** EXCERPTED DATA follows **

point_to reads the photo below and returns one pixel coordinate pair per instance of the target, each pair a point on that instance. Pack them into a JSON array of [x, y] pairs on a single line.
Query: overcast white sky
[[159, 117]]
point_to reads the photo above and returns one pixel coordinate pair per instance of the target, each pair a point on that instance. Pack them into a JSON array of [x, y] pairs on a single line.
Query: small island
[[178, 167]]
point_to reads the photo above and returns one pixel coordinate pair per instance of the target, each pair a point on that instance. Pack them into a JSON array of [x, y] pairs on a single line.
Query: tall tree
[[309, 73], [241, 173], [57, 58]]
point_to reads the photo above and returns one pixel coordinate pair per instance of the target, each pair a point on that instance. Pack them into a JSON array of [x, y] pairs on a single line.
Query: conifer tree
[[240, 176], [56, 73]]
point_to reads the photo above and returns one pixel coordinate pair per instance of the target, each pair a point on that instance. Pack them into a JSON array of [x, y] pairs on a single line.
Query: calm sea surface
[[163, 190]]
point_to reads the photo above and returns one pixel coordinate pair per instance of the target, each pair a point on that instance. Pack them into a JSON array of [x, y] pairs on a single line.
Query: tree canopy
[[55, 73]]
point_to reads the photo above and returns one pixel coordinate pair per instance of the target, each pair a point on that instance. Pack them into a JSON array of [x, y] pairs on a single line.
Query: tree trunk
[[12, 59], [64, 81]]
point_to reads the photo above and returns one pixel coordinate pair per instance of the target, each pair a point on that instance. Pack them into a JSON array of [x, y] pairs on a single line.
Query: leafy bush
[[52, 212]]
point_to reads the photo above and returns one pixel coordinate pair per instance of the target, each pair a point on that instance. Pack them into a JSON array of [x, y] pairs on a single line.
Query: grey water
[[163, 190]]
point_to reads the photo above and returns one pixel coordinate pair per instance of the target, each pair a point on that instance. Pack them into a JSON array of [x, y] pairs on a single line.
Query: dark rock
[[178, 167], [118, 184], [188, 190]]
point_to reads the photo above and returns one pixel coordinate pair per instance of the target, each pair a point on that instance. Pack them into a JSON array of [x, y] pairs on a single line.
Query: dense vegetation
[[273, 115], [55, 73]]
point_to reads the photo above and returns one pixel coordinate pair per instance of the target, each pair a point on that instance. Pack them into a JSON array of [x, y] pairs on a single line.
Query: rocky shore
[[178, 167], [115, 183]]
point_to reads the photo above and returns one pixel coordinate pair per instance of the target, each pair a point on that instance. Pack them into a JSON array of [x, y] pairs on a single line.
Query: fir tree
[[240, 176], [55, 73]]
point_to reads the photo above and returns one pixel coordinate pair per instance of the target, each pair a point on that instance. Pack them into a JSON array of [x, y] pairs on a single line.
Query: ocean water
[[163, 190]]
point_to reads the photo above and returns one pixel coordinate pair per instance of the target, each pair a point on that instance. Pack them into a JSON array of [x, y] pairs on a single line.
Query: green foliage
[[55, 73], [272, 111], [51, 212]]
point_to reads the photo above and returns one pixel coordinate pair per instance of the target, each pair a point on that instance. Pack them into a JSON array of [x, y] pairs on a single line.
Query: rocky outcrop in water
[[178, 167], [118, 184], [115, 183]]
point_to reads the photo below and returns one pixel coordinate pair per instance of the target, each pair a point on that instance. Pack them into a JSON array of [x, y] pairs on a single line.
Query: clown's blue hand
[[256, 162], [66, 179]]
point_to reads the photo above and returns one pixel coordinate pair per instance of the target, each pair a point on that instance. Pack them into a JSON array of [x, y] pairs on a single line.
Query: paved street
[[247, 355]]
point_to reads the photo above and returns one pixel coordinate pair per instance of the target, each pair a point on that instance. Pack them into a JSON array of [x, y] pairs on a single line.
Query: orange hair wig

** End of EXCERPTED DATA **

TASK BRIEF →
An unaltered copy of the listing above must form the answer.

REPLY →
point_to reads the photo below and returns one pixel coordinate pair per instance of the target, each pair a point on that instance. Pack them into a JSON array of [x, y] pairs on a single line.
Query: overcast white sky
[[159, 117]]
point_to reads the photo above and returns one pixel coordinate pair per instance of the target, each pair a point on that instance. Pack them into a JSON array of [x, y] pairs on a single line.
Query: small island
[[178, 167]]
point_to reads the photo above and returns one pixel coordinate pair per instance of the target, each pair a point on that instance. Pack them into a JSON array of [x, y] pairs on a single line.
Query: tall tree
[[309, 73], [241, 173], [57, 58]]
point_to reads the photo above and returns one pixel coordinate pair per instance of the target, each pair a point on that instance. Pack them into a JSON array of [x, y] pairs on a single line.
Query: conifer tree
[[240, 176], [56, 73]]
point_to reads the photo above and returns one pixel coordinate pair per instance of the target, each pair a point on that instance. Pack them into a JSON array of [x, y] pairs on a single line.
Query: calm sea surface
[[163, 190]]
point_to reads the photo above and returns one pixel coordinate pair per instance of the target, each pair a point on that instance. Pack them into a JSON array of [x, y] pairs on a single line.
Query: tree canopy
[[55, 73]]
point_to reads the photo above and returns one pixel coordinate pair per instance of the target, each pair a point on that instance. Pack them into a JSON array of [x, y] pairs on a single line.
Query: tree trunk
[[12, 59], [64, 81]]
point_to reads the photo above and returns one pixel coordinate pair per instance of the target, each pair a point on that instance. Pack them into a JSON array of [x, y] pairs on a single line.
Query: leafy bush
[[52, 212]]
point_to reads the photo above and returns one pixel coordinate pair per instance of the target, each pair a point on that instance. Pack them into a JSON array of [x, y] pairs on a single line.
Query: grey water
[[163, 190]]
point_to reads the photo above and returns one pixel coordinate pair per instance of the target, each pair a point on that instance. Pack them into a JSON array of [x, y] pairs on a single line.
Query: dark rock
[[178, 167], [118, 184], [188, 190]]
point_to reads the photo above and returns one pixel coordinate pair per instance of the target, each pair a point on that instance. Pack them into a JSON array of [x, y] pairs on a single line.
Query: dense vegetation
[[273, 115], [55, 73]]
point_to reads the photo above and returns one pixel coordinate pair per instance of the target, each pair a point on that instance. Pack them into a JSON array of [x, y] pairs on a single line.
Query: rocky shore
[[178, 167], [115, 183]]
point_to reads the photo above and returns one pixel coordinate pair per instance of the target, each pair a point on that instance. Pack them into a JSON array of [x, y] pairs on a single line.
Query: fir tree
[[240, 176], [55, 73]]
point_to reads the photo above and returns one pixel coordinate pair per instance of the target, each pair a point on that instance. Pack them into a JSON array of [x, y] pairs on a single line.
Query: ocean water
[[163, 190]]
point_to reads the photo above and returns one pixel coordinate pair per instance of the target, each pair a point on that instance. Pack them into a JSON array of [x, y] pairs on a single line.
Query: green foliage
[[55, 73], [272, 111], [51, 212]]
point_to reads the photo above and returns one pixel coordinate pair per instance of the target, each pair a point on that instance. Pack them into a JSON array of [x, y] pairs on a single line.
Query: rocky outcrop in water
[[178, 167], [118, 184], [115, 183]]
point_to reads the photo below and returns one pixel coordinate pair per instance of the target, each pair a point on that instance. Pack them into a JSON array of [x, y] pairs on a single line.
Query: clown's blue hand
[[256, 162], [66, 179]]
point_to reads the photo above and returns one pixel coordinate pair per instance of the target, each pair a point on that instance. Pack them into a JSON array of [x, y] pairs on a single line.
Query: paved street
[[247, 355]]
point_to reads the photo above and returns one pixel coordinate pair per instance of the target, each pair a point on that instance. Pack them into a JSON array of [x, y] pairs on a single line.
Query: orange hair wig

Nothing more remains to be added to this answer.